**Task data:**
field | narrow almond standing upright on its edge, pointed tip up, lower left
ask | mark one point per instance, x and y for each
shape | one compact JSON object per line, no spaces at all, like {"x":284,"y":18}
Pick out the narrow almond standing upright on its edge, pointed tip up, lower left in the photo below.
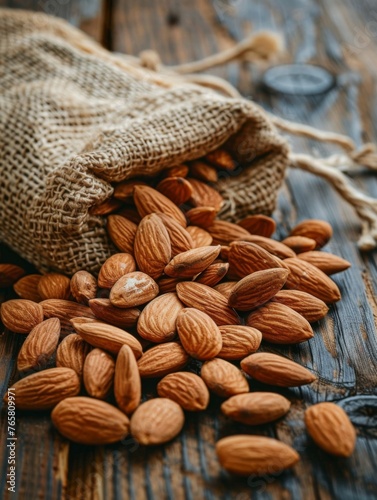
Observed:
{"x":127,"y":383}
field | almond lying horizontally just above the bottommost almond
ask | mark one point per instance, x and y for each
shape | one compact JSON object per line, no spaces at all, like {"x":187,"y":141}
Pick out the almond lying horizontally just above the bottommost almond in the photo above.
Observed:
{"x":256,"y":408}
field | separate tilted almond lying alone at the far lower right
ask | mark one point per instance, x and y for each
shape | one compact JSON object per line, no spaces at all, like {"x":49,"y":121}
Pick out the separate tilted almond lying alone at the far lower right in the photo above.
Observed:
{"x":331,"y":429}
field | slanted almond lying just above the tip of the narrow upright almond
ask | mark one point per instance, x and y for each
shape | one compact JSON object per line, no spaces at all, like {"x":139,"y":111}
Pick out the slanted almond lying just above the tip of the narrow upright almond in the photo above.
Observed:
{"x":107,"y":337}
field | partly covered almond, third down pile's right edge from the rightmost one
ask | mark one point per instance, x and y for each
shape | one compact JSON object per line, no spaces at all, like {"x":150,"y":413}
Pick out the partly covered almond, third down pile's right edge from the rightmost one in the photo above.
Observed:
{"x":311,"y":308}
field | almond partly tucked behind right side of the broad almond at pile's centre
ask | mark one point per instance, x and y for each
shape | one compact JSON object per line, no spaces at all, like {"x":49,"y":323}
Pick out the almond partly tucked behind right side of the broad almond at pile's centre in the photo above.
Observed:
{"x":238,"y":341}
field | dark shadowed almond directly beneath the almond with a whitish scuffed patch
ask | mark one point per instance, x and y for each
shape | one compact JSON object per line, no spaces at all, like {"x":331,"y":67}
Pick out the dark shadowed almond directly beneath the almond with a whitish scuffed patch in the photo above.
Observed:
{"x":105,"y":311}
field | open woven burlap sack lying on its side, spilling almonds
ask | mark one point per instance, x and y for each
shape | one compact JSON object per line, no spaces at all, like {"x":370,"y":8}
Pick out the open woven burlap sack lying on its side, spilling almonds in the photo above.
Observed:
{"x":75,"y":118}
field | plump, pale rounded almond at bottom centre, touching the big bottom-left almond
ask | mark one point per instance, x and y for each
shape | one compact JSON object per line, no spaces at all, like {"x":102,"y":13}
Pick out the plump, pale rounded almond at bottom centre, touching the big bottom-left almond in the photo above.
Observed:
{"x":157,"y":421}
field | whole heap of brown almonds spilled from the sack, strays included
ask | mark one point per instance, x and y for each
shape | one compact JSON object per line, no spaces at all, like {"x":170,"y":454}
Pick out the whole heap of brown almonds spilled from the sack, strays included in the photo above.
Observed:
{"x":184,"y":285}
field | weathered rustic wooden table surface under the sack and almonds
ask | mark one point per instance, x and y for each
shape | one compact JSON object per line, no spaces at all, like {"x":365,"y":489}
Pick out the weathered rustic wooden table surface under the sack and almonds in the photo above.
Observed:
{"x":342,"y":36}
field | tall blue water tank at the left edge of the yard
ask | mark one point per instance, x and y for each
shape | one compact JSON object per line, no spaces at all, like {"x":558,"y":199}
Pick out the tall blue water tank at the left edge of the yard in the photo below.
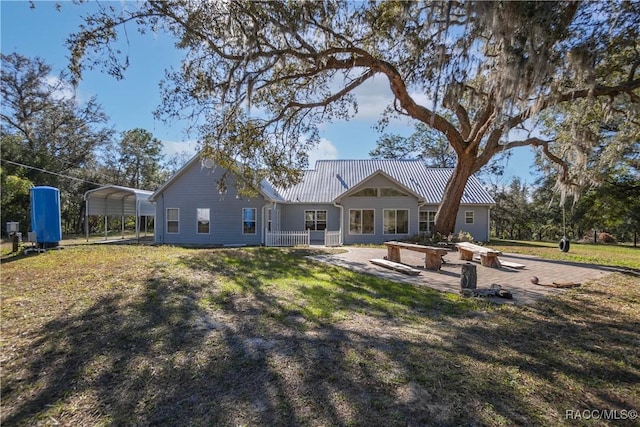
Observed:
{"x":45,"y":215}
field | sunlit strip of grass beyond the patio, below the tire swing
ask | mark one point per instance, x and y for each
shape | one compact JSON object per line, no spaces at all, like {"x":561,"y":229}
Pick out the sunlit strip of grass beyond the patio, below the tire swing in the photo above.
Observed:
{"x":611,"y":255}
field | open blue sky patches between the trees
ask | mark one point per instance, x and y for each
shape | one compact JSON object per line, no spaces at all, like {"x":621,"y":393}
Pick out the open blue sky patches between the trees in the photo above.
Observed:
{"x":130,"y":102}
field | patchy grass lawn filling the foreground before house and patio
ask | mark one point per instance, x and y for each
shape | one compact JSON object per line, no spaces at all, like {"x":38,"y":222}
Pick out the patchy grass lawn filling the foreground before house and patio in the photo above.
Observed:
{"x":101,"y":335}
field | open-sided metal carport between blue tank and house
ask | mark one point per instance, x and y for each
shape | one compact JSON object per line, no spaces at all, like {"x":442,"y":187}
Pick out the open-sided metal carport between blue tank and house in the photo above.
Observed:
{"x":113,"y":200}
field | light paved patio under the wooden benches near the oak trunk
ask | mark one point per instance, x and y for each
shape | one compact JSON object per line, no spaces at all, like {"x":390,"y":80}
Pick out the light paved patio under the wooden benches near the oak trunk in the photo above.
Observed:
{"x":518,"y":282}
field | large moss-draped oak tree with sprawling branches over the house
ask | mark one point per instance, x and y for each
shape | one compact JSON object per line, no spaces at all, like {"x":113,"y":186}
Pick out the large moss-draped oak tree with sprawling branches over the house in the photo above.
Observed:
{"x":262,"y":76}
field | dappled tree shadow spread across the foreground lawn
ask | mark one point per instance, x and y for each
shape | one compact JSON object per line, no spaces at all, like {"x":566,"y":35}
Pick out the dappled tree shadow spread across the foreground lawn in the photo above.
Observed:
{"x":175,"y":354}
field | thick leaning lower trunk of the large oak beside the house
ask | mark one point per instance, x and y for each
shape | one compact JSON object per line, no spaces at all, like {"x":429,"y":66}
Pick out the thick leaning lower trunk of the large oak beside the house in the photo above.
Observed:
{"x":448,"y":210}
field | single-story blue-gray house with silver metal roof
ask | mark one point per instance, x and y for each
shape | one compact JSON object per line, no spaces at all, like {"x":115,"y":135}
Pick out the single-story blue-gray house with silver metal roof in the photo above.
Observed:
{"x":340,"y":201}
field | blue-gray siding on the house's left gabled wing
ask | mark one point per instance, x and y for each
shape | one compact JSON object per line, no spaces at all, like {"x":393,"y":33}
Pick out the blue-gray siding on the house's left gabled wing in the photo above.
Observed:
{"x":196,"y":188}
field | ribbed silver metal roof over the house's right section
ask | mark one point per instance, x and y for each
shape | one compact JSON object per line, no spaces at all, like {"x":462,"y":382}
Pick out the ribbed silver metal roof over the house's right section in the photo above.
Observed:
{"x":332,"y":178}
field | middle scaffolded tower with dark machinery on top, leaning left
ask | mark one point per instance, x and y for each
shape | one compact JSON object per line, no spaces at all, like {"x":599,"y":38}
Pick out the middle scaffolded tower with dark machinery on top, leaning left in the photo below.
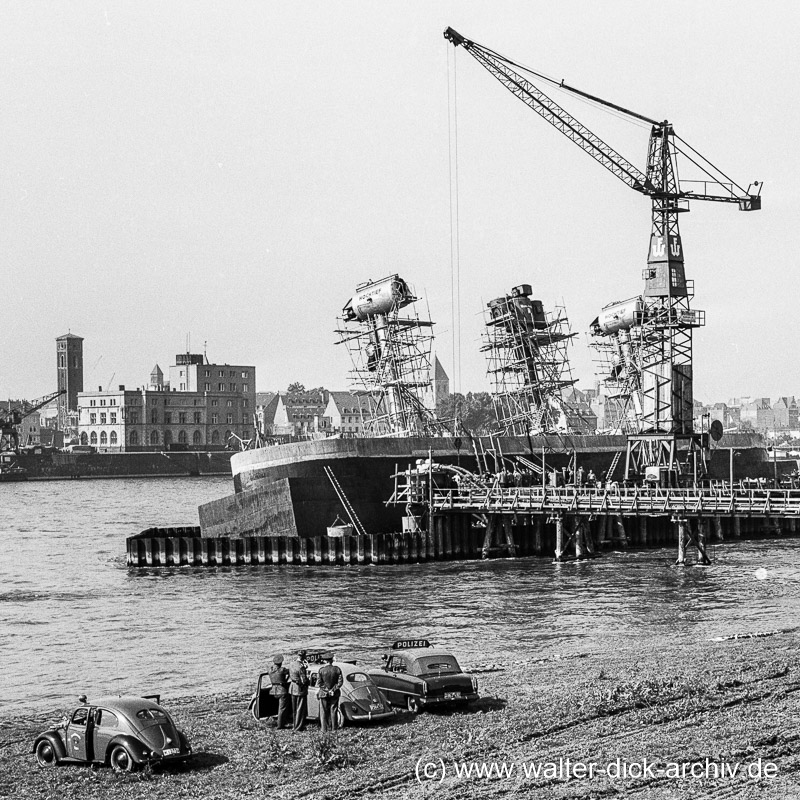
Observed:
{"x":528,"y":364}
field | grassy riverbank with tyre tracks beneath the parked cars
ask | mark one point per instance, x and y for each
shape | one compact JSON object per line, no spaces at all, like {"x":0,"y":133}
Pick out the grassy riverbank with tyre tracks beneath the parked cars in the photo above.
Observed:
{"x":687,"y":711}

**Assignment:** Quote, exactly and only, the lines from the first line of the data above through the line containing "field | almond lying". The pictures do not belong in it.

**Problem solution:**
field | narrow almond standing upright on its edge, pointed tip up, lower left
ask | mark one point per instance, x and y for each
shape | one compact JSON object per line, no spaces at all, like {"x":284,"y":18}
Pick out the narrow almond standing upright on its edge, pointed tip up, lower left in the photo below.
Observed:
{"x":127,"y":383}
field | almond lying horizontally just above the bottommost almond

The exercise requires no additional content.